▶ Data for processing:
···
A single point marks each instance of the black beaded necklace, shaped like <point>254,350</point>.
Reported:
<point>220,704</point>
···
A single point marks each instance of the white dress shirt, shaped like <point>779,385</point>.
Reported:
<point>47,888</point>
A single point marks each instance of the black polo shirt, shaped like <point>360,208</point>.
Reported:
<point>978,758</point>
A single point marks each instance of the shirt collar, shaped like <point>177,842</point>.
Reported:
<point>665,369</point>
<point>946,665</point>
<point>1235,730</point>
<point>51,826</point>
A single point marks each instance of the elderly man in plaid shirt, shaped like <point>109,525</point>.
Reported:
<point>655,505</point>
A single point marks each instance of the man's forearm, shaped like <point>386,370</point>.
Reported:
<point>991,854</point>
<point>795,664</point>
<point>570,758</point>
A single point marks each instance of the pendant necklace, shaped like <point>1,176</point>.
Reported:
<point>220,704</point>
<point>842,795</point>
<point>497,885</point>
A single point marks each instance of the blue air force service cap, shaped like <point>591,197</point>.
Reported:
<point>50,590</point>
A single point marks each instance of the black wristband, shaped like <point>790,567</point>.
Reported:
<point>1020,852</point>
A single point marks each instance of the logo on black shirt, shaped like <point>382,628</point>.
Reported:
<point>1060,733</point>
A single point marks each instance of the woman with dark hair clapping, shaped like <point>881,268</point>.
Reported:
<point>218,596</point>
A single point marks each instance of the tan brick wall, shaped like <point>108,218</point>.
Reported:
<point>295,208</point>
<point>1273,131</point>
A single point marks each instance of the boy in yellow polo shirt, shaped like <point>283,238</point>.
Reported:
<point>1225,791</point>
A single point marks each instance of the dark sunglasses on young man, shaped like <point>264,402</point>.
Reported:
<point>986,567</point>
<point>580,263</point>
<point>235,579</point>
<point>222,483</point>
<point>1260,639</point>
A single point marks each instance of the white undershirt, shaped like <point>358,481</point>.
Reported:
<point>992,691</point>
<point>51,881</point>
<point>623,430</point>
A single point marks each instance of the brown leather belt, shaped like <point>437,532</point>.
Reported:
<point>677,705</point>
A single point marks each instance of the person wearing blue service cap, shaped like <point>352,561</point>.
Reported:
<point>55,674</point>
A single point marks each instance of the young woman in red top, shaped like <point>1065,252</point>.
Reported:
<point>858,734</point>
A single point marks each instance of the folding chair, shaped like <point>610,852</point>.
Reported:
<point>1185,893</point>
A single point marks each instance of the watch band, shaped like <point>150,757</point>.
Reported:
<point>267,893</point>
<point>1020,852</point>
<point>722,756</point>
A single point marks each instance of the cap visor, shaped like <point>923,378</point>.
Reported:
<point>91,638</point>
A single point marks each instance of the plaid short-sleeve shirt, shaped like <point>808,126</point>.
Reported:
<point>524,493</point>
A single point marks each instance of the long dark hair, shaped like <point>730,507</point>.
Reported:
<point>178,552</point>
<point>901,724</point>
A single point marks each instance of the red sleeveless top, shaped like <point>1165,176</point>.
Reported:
···
▶ Your instructions: The lines holding the word "plaid" are the answer. Find them in the entries and copy them.

▶ Exercise response:
A single point marks each instance of the elderly man in plaid shirt, shaped like <point>109,525</point>.
A single point marks each instance of the plaid short-sleeve shirt, shaped like <point>808,126</point>.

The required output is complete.